Exercise passage:
Nederlands

Evolutionary Intelligence Seminar - Tobias Moxter

Semantic Representations in Genetic Programming for Symbolic Regression: Explicit and Model-based Perspectives on Locality

When
8 Aug 2023 from 4 p.m. to 8 Aug 2023 5 p.m. CEST (GMT+0200)
Where
CWI, L016
Web
Add

Tobias Moxter

Semantic Representations in Genetic Programming for Symbolic Regression: Explicit and Model-based Perspectives on Locality

Machine learning is rapidly changing the world in exciting and formidable ways. Its unprecedented ability to capture complex, non-linear patterns has made it a powerful tool, enabling profound scientific and technological breakthroughs. Yet, against the backdrop of numerous beneficial instances, we are observing many erroneous and, unfortunately, harmful applications. Perhaps the most substantial driver for the repeated occurrence of "AI failures" is our limited ability to understand the rules discovered by machine learning algorithms, particularly by neural networks and deep learning. This thesis contributes to genetic programming (GP), a meta-heuristic addressing the need for explanations by evolving human-readable instructions to form accurate yet comprehensible programs. Since GP generates programs using the framework of evolutionary algorithms, it relies on intelligent, cost-effective variation operators. A research direction yielding promising results focuses increasingly on leveraging semantics, i.e., how programs behave, rather than regarding solely syntax, i.e., how programs are written. Locality, loosely understood as the correspondence of neighborhood structure between syntax and semantics, is widely expected to bear significant benefits for GP. This thesis contributes to the research into GP for symbolic regression (GPSR) by introducing an explicit semantic program representation along with an encode-perturb-decode scheme capable of producing semantically similar offspring. Novel approaches to search space analysis are applied to GPSR to investigate the role of locality and its relation to landscape modality in semantic representations. Results suggest that higher locality by itself may be an insufficient indicator of performance in GPSR. Finally, deep learning is leveraged to study the properties and potential of learned semantic representations with modern model architectures.

Problem: According to the seminar announcement, what do the results suggest about higher locality?

Stored data entries:
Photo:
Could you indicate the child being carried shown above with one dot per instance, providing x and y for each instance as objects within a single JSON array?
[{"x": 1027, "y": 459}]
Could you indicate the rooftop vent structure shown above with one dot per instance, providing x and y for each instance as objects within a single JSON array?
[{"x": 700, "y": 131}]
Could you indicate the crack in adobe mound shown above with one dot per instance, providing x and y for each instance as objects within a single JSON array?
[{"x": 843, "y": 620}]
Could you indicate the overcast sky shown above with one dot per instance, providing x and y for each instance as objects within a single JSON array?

Answer to this task: Higher locality by itself may be an insufficient indicator of performance in GPSR.